LISTED ENTRIES ::
*****

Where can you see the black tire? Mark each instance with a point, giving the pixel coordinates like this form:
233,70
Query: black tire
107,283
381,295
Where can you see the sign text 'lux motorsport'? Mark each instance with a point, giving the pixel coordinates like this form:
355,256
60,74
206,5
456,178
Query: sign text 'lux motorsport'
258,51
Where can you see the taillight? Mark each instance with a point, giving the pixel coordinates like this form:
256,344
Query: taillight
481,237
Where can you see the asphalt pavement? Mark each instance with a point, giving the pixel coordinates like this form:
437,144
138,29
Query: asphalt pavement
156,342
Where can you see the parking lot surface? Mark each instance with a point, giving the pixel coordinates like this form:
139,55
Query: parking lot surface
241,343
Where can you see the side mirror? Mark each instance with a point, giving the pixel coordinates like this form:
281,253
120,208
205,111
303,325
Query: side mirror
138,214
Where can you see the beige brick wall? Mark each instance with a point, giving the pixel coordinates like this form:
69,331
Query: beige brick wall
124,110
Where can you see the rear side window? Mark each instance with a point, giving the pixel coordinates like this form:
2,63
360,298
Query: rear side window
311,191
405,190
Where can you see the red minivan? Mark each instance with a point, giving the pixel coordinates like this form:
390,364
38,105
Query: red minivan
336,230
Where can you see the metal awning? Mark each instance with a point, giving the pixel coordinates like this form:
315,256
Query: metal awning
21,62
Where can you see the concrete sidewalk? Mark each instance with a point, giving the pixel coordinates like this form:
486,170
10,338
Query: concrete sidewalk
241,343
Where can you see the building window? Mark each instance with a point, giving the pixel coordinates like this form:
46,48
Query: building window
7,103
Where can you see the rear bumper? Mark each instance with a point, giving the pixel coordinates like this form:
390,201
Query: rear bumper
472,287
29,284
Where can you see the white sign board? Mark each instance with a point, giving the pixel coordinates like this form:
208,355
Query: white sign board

*****

WHAT YOU HAVE TO DO :: Provide all the records again, word for word.

TASK RESULT ::
Where can you see the black tire? Mark each instance with a point, giving the pixel coordinates like this form:
233,70
Query: black tire
107,283
381,295
Where can you see the sign text 'lux motorsport'? Mark each instance with a point, giving the pixel coordinates like this form:
355,256
60,74
206,5
456,178
Query: sign text 'lux motorsport'
258,51
Where can you see the taillight? Mark each instance with a point, giving the pixel coordinates like this form:
256,344
Query: taillight
481,237
Where can you see the asphalt pavement? Mark each instance with a point, giving the pixel coordinates like this form:
437,144
138,29
Query: asphalt pavement
156,342
Where can you see the parking lot surface? Mark each instance with a point, giving the pixel coordinates like this form:
139,55
Query: parking lot surface
241,343
Where can you see the side mirror? Mark each instance with a point, giving the pixel coordinates like this form:
281,253
120,208
205,111
303,325
Query: side mirror
138,214
Where can you see the beige brick wall? Mark each instance with a point, giving the pixel coordinates like this form:
69,331
Query: beige brick wall
124,110
Where can you see the rear side window? Mark each instance with a point, giving the pixel coordinates like this form:
2,63
360,298
Query: rear side window
311,191
405,190
Where can you see the red minivan? Mark each instance with a point, giving the pixel coordinates like this form:
390,364
38,105
Query: red minivan
336,230
Where can you see the metal awning? Mark each instance with a point, giving the pixel coordinates like this form:
315,256
Query: metal awning
21,62
Where can you see the concrete sidewalk? Mark each instance with a point, giving the pixel coordinates like this form:
486,170
10,338
Query: concrete sidewalk
241,343
Where can you see the building window? Mark each instance with a point, giving the pixel coordinates like this form:
46,48
Query: building window
7,103
Where can you see the rear bumper? Mark each instance with a point, giving the pixel coordinates like this form:
390,201
Query: rear bumper
472,287
29,284
Where can you see the white sign board? Mark each instance with a point, giving the pixel coordinates like this form:
208,355
Query: white sign board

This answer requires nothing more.